*Work to do*. Shorten the paragraph beginning "The 6th of August, 1284" from the account of the naval war between Genoa and Pisa into a bulleted list that keeps its main facts.
Start of Extract provided
Genoa, whose victories had cost her dear, caused vessels to be built and equipped in every port of the Riviera; while Pisa, although exhausted by so many conflicts on sea and land, made prodigious efforts of all kinds. By appealing to the patriotism of her noblest families, she elicited a worthy response. The Lanfranchi, a numerous Pisan clan, equipped no less than eleven galleys at their own expense; the Gualandi, Lei, and Gaetani, furnished six; the Sismondi three; the Orlandi four; the Upezzinghi five; the Visconti three; the Moschi two; and other families joined in equipping one. Andrea Morosini, the Venetian, one of the highest naval celebrities of the time, was chosen Podestà, with full powers to make all requisite preparations for the war, and to then assume the chief command of the fleet at sea. Thus both sides sent forth the most formidable armaments to be seen in those times. Genoese writers reckon their vessels to have been ninety-six in number, and those of Pisa seventy-two; whereas Pisan historians reckon their fleet at 103 sail against 130 of the Genoese. At any rate, both are agreed that the Genoese fleet outnumbered the Pisan, and that its superiority was enhanced by the greater skill of its commanders. The two armadas cruised in search of each other for some time, and then tacked about before giving battle, each trying to gain the better position. It is averred that the Pisans sailed to the entrance of the port of Genoa, discharging silver arrows and balls covered with purple cloth, in order to make a display of wealth, after the usage of the time. Anyhow, it is known that some of their galleys were anchored off Porto Pisano, and others lying in the Arno, between the two bridges of the city, when the news came that the Genoese fleet had been sighted. All Pisa was in a turmoil; scattered crews hastened on board, and the archbishop, attended by his clergy, and bearing the banner of the Republic, appeared on the Ponte Vecchio, and blessed the fleet. Thereupon, amid joyful shouts, the galleys weighed anchor, and swept down the river to the sea. It is related that at the moment the benediction was pronounced the crucifix on the standard fell down, which was judged a bad omen.
The 6th of August, 1284, was a memorable day. The two fleets met off Meloria, at a short distance from Porto Pisano. Here in past times the Genoese had been severely defeated by the Pisans, and here they now sought revenge in the famous battle so fully recorded by our historians. The remoteness of the event, and the discrepancies between Tuscan and Genoese accounts, make it very difficult to obtain absolute knowledge of all the details of this fight. Accordingly it will be safer to fix our attention on the best ascertained and more remarkable points.
End of Extract provided
Start of Data section
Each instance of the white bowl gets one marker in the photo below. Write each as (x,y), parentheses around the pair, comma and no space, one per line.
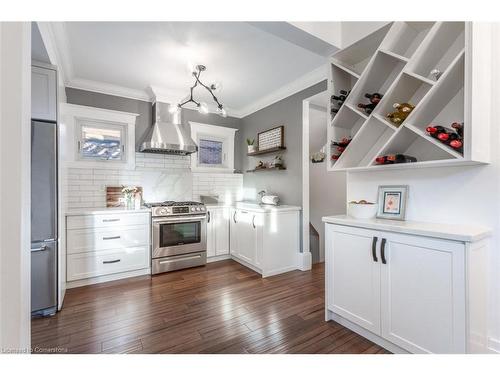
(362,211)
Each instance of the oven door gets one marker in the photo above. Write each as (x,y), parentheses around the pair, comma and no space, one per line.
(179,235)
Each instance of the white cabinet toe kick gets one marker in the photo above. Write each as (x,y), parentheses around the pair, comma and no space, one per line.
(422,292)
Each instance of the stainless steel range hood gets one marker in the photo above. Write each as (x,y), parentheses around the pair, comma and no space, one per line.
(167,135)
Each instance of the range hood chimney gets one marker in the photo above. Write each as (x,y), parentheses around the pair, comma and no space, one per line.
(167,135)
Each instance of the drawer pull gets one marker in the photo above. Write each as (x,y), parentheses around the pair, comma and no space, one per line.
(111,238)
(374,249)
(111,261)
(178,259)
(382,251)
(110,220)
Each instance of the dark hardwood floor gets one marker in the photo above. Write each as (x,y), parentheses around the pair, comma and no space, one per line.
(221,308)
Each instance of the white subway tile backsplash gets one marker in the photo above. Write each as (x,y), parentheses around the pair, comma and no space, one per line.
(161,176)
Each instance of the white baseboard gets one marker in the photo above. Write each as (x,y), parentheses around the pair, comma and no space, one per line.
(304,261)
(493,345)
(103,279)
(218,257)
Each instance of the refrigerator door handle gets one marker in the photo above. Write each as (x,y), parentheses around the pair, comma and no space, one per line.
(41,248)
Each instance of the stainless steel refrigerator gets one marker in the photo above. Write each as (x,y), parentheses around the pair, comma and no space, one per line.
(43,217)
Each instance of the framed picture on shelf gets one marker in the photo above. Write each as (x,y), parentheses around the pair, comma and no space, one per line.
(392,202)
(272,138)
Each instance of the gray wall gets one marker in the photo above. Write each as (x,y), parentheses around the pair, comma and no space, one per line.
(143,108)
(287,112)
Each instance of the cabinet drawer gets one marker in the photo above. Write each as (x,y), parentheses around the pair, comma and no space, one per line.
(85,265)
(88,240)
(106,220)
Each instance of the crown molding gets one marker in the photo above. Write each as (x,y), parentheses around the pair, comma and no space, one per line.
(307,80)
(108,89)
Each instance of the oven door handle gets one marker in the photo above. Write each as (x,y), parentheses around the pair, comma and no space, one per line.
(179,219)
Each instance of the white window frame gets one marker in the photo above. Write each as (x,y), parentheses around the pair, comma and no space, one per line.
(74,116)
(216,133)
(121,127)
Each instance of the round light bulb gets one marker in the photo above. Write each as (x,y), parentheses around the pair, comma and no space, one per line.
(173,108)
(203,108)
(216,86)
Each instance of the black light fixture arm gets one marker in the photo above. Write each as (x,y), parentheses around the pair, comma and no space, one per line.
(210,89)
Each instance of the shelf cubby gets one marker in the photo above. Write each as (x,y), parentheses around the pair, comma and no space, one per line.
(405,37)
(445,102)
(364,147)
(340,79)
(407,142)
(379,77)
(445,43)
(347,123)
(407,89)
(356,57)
End of Data section
*Written answer*.
- The 6th of August, 1284, was a memorable day.
- The two fleets met off Meloria, a short distance from Porto Pisano.
- The Genoese had once been severely defeated there by the Pisans and now sought revenge there in a famous battle that historians have recorded fully.
- The event's remoteness and the discrepancies between Tuscan and Genoese accounts make it very hard to know every detail of the fight.
- It is therefore safer to focus on the best ascertained and most remarkable points.